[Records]
——
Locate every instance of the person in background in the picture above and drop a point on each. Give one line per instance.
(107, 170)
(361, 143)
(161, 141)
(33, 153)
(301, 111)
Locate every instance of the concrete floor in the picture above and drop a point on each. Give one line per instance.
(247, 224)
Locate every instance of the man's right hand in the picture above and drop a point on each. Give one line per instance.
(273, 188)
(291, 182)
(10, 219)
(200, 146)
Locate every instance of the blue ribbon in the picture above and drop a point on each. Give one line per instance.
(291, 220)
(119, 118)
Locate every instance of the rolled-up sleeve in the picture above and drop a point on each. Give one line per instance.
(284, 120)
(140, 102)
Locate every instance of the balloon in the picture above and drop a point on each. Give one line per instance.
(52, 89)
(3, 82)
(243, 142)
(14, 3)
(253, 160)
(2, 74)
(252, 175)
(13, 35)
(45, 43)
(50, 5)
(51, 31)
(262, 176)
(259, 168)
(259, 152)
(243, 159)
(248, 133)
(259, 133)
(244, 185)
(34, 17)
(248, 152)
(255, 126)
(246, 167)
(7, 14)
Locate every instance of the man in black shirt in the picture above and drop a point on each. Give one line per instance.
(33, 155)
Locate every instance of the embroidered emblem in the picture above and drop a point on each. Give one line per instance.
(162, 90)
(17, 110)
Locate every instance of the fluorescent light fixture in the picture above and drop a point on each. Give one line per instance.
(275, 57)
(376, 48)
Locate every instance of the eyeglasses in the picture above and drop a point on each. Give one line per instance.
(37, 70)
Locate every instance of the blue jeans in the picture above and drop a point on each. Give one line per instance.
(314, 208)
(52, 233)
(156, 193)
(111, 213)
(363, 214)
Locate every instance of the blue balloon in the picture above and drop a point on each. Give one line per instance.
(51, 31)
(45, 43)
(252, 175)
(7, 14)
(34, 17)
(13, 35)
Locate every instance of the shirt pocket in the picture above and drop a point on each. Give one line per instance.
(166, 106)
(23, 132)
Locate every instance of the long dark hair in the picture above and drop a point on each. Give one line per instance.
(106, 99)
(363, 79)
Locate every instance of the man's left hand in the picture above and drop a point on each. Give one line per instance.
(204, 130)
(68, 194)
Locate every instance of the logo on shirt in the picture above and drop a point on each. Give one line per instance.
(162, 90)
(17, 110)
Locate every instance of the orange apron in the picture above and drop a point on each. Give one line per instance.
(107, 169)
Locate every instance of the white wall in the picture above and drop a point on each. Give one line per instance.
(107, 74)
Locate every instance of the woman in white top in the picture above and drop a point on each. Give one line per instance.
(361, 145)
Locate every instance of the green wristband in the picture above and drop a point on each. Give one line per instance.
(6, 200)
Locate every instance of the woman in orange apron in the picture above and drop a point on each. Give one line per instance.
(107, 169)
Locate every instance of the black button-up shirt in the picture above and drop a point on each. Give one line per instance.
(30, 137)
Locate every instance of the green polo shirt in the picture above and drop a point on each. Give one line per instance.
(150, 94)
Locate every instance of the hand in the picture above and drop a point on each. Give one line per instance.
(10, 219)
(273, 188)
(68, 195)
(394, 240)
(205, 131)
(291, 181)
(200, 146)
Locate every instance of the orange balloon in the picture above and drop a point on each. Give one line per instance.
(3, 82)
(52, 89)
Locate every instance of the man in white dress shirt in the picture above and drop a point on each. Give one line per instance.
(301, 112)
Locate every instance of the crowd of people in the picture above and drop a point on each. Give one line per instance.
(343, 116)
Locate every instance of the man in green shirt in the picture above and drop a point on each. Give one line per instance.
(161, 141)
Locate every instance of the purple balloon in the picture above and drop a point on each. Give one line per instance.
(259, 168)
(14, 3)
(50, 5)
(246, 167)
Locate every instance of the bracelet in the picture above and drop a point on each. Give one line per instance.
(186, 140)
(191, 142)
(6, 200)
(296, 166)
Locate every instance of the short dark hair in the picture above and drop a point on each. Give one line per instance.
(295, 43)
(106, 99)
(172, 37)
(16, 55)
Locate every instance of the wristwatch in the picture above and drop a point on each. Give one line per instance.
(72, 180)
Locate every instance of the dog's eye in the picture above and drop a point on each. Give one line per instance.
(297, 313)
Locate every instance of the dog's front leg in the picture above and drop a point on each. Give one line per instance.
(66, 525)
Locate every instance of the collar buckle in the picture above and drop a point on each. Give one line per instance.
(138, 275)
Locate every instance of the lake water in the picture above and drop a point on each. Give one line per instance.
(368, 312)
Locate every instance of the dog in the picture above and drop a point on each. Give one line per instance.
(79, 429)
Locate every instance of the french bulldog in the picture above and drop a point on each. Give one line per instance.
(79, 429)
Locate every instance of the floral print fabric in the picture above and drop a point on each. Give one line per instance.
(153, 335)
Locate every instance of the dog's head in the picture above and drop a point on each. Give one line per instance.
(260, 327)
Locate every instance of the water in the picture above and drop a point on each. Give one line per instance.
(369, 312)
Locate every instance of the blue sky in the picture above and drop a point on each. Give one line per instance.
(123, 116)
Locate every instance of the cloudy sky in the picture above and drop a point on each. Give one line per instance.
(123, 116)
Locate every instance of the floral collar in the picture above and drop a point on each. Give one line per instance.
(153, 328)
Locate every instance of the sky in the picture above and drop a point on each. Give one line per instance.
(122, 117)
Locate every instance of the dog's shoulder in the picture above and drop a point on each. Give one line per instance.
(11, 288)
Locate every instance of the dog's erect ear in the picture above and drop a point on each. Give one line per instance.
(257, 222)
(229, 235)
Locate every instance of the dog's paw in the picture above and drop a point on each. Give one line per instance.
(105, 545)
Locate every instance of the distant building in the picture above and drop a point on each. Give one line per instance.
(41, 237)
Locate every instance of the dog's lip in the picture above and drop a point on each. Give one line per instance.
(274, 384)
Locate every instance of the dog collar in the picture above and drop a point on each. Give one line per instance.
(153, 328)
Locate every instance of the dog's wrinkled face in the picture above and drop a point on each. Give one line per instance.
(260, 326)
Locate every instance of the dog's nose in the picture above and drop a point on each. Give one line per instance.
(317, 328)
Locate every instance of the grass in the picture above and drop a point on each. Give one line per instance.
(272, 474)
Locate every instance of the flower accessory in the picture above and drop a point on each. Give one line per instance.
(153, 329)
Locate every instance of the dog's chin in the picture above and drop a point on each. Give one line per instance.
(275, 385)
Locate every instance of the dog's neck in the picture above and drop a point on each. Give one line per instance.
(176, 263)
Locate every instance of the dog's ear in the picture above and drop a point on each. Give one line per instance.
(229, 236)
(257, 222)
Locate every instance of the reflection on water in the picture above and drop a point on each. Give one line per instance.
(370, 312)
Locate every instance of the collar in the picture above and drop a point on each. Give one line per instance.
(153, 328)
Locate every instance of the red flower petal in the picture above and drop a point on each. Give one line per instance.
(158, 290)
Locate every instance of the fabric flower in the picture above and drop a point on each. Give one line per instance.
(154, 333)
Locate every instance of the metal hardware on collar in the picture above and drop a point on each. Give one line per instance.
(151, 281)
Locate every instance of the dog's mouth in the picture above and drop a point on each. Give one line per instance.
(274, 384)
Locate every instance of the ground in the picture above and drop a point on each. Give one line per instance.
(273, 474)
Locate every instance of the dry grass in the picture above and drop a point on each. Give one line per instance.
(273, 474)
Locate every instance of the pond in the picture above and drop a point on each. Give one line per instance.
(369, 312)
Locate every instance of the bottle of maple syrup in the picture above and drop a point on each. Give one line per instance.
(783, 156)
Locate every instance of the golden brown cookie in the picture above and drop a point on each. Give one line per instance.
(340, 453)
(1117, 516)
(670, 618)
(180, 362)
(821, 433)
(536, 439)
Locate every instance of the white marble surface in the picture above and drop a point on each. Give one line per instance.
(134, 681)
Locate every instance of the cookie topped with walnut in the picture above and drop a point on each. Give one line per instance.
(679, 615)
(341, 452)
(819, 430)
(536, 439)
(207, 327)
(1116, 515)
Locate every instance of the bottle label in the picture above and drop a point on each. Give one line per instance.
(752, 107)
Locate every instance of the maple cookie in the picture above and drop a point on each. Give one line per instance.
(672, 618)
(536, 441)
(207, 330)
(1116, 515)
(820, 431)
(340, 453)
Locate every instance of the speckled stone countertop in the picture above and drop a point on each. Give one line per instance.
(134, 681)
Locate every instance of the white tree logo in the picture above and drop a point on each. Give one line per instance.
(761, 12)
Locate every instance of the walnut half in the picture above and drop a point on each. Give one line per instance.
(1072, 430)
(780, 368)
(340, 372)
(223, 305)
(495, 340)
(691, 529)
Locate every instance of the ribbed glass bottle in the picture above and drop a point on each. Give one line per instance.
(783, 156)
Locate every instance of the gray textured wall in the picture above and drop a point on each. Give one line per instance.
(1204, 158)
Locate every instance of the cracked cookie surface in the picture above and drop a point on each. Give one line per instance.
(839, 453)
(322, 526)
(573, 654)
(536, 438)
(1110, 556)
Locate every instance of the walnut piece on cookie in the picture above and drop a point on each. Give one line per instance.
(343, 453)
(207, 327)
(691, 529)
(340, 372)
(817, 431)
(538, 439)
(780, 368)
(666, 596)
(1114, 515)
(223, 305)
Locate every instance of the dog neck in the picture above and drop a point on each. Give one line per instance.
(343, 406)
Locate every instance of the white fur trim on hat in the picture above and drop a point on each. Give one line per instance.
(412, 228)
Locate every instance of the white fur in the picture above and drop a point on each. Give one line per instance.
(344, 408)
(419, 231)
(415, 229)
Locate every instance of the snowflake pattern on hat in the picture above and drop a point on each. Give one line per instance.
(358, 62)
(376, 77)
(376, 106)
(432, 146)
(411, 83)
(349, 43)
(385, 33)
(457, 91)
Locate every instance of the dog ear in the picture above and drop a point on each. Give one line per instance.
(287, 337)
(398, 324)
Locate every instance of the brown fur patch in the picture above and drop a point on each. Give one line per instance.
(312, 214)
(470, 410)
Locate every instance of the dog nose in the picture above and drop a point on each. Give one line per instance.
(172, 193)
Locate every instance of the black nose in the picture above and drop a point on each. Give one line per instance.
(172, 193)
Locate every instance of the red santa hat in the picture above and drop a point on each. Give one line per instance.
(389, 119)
——
Direction:
Copy the lines above without any changes, from the line with "Locate every instance of the bottle label" up to and including the line with "(1110, 556)".

The reply:
Locate every instance of the bottle label in the picture above and drop a point on each. Give one line per instance.
(752, 107)
Locate every instance of the maple cookie in the picture above and drop a point on each. Give one line per instance.
(672, 618)
(536, 441)
(207, 330)
(1116, 515)
(820, 431)
(340, 453)
Locate every instance of the speckled stone countertop in the picture above and drop a point on each. Give one line per instance.
(134, 681)
Locate every instance of the white tree logo in the picture above and drop a point on each. Give one line per instance.
(761, 12)
Locate every instance of the walnut half in the picture above and drop a point on each. Give one line per instance.
(1072, 430)
(780, 368)
(340, 372)
(223, 305)
(495, 340)
(691, 529)
Locate every instance of the ribbed glass bottle in the picture above and drop a point on each. Give one line per instance.
(783, 156)
Locate every instance of the gray textured wall in the picture above and drop a point on each. Give one line per instance.
(1204, 158)
Locate every instance of the cracked cookie surface in the picture above and drop a point on each. Give one line per instance.
(839, 453)
(322, 526)
(573, 654)
(536, 438)
(1110, 556)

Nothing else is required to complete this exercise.